» ARTICLE:
►
This blog examines the business implications of IT service trends ranging from software-as-a-service (SaaS) and cloud computing to managed services and other on-demand services.

October 12, 2008

Will 2009 Be The Year Of The Channel?

If 2008 is remembered as the year that a new generation of on-demand services, including Software-as-a-Service (SaaS) and cloud computing, gained widespread acceptance and accelerated adoption, then I think 2009 will be the time when winning channel partners will become more critical to the on-demand service providers.

Until now, SaaS and cloud computing vendors have been focusing on building reliable and scalable service solutions and demonstrating the viability of their on-demand alternatives to customers.

Now, that they have generally achieved this objective, their next challenge is to build an effective indirect go-to-market strategy and set of strong channel relationships, so they can rapidly and profitably extend their market reach and satisfy the needs of specific market segments.

The need to build a successful channel strategy has become even more essential as a result of the current economic crisis which is placing greater financial constraints on many on-demand vendors’ direct sales capabilities and making customers even more hesitant to do business with new suppliers. Instead, companies will try to reduce the number of vendors they rely upon and will prefer to turn to their existing suppliers, including their local resellers.
◄
Data items
►
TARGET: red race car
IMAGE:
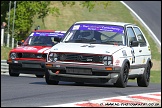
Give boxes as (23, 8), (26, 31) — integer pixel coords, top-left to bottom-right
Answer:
(7, 30), (66, 78)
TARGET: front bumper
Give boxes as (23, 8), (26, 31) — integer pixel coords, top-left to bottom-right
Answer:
(45, 62), (121, 83)
(7, 60), (45, 75)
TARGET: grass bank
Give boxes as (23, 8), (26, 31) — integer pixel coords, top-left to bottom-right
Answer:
(1, 1), (161, 83)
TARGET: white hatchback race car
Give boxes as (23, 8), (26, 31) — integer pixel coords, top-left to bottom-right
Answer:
(45, 21), (153, 88)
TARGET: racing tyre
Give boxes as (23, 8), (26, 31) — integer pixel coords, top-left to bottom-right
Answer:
(114, 63), (129, 88)
(45, 69), (59, 85)
(137, 63), (151, 87)
(35, 75), (44, 78)
(9, 65), (19, 77)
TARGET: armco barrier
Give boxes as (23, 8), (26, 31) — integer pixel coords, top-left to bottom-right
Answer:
(1, 60), (8, 73)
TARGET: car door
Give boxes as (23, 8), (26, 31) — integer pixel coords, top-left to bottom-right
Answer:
(133, 26), (151, 65)
(126, 25), (142, 73)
◄
» OBJECTIVE 1:
Using the blog post on channel strategy for on-demand vendors, answer these:
(a) Until now, what have SaaS and cloud computing vendors been focusing on?
(b) What two effects of the current economic crisis does the post name?
(c) Which suppliers will companies prefer to turn to instead of new ones?
» OBJECTIVE 2:
Carry on the blog post about channel strategy for on-demand vendors, starting right after its last paragraph.

» RESULT 1:
(a) Building reliable and scalable service solutions and demonstrating the viability of their on-demand alternatives to customers.
(b) It is placing greater financial constraints on many on-demand vendors' direct sales capabilities, and it is making customers even more hesitant to do business with new suppliers.
(c) Their existing suppliers, including their local resellers.

» RESULT 2:
This means SaaS and cloud computing vendors will need to align themselves with established resellers and other companies who have access to customers, especially IT/business decision-makers.

Until recently, many SaaS and cloud computing vendors confused third-party ecosystems with effective channel programs. While encouraging third-party developers to design their applications to interoperate with SaaS solutions via application protocol interfaces (APIs) and web services can also enable them to resell the SaaS solutions, it doesn’t satisfy all of customers’ requirements or all of the business-level concerns of potential partners, such as revenue/profit sharing, joint marketing, etc.

Some SaaS vendors are already making enroutes into various third-party channels. Intacct has built a successful channel program, as has Intuit’s QuickBase unit. NetSuite has also been pushing vertical market approach that is highly reliant on channel partners for success.

It is for these reasons I believe developing a successful channel marketing program and creating successful channel relationships will be a key priority for most SaaS vendors in 2009.

August 29, 2008

Refusing to Accept Change

It continues to amaze me that there are software industry executives who are still living in denial about the rapidly expanding Software-as-a-Service (SaaS) movement.

The latest example is Lawson Software’s CEO, Harry Debes, who was recently quoted in a ZDnet interview as saying the SaaS market will collapse in the next two years.

This interview generated plenty of response and numerous messages in my inbox yesterday. I particularly liked the blog entry of Daniel Druker, SVP Marketing and Business Development at Intacct.

Debes’ interview follows a series of other recent commentaries suggesting that on-demand SaaS solutions and a widening array of cloud computing services aren’t a viable alternative to traditional, on-premise software applications and computing systems.

The nasayers are all entitled to their opinions, but Debes’ views are particularly disheartening.

He starts by discounting SaaS as just “something I’ve lived through three times in my career now. The first time, it was called “service bureaus”. The second time, it was “application service providers”, and now it’s called SaaS.”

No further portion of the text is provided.